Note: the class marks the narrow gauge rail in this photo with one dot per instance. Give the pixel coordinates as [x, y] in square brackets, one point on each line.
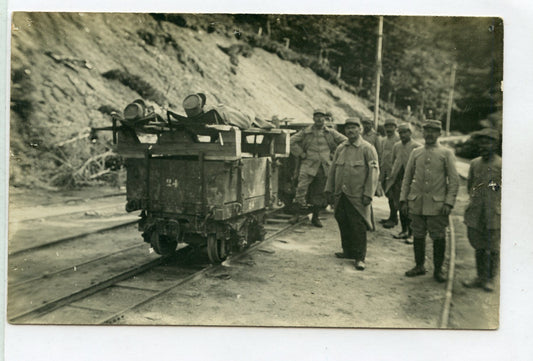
[38, 313]
[67, 309]
[55, 242]
[68, 210]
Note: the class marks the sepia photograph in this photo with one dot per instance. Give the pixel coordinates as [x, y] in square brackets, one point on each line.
[255, 170]
[235, 173]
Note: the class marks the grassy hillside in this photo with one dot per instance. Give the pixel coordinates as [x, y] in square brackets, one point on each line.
[70, 70]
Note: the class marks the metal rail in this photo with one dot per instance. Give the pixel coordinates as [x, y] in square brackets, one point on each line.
[194, 276]
[81, 294]
[445, 315]
[71, 238]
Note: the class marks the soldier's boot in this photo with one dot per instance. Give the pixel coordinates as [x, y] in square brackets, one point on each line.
[419, 248]
[478, 281]
[315, 221]
[439, 247]
[492, 270]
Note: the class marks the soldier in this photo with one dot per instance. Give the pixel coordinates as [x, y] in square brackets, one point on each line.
[483, 214]
[429, 190]
[314, 147]
[385, 161]
[353, 178]
[369, 134]
[393, 183]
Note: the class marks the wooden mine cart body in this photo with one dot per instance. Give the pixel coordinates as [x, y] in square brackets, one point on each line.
[202, 184]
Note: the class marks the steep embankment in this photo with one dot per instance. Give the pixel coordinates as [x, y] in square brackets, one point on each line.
[70, 70]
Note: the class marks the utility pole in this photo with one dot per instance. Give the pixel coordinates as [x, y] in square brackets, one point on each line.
[450, 99]
[378, 72]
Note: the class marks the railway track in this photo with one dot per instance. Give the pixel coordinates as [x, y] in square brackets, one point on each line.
[75, 287]
[82, 296]
[445, 314]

#####

**WHAT YOU NEED TO DO**: Turn every line of the records above into a JSON list of strings, one string per line, with blank lines left out. Omit the picture placeholder lines from the list.

**ANSWER**:
[
  "Note: the class marks the narrow gauge rail in this photo with one dot per instance. Give the pixel coordinates as [x, y] in square brackets, one point on each line.",
  "[38, 313]",
  "[67, 309]",
  "[55, 242]",
  "[68, 210]",
  "Note: the class marks the sepia photograph in this photo with one dot per instance. Give the pixel coordinates as [x, y] in square brackets, one point on each line.",
  "[255, 170]",
  "[235, 173]",
  "Note: the class marks the grassy hillside in this photo with one dot per instance. Give the pixel coordinates as [x, y] in square brackets, one point on each line.",
  "[70, 70]",
  "Note: the class marks the metal rail in this photo with one dot per instance. Give the pixel coordinates as [x, y] in square brackets, one point on each line.",
  "[194, 276]",
  "[81, 294]",
  "[445, 315]",
  "[71, 238]",
  "Note: the class marks the soldier's boot in this photo with one dot per instance. Give the pixel coordinates as [x, y] in square brackets, one point on each line.",
  "[419, 248]",
  "[478, 281]",
  "[315, 221]",
  "[439, 247]",
  "[492, 270]",
  "Note: the class marks the soldier in this photo with one dot per instance. Give the pixel coordinates as [x, y] in square brackets, one point on each line.",
  "[483, 214]",
  "[429, 190]",
  "[314, 147]",
  "[385, 161]",
  "[353, 178]",
  "[369, 134]",
  "[393, 183]",
  "Note: the class marks the wooden mine cart body in this photo with one dot per instance. Give the pixel coordinates as [x, y] in square brackets, one point on each line.",
  "[202, 184]",
  "Note: the class marks the steep embankment in this photo with one dot per instance. Give the pixel coordinates as [x, y] in square brackets, one point on each line.",
  "[70, 70]",
  "Note: the class marks the utility pole in this photo with one dot per instance. Give the pixel coordinates as [x, y] in square brackets, one point on each line.",
  "[450, 99]",
  "[378, 72]",
  "Note: the class marks the railway track in this photo with one dot per instance. Give the pixel coordinates as [x, y] in square brackets, one point on each line.",
  "[75, 287]",
  "[82, 296]",
  "[445, 314]"
]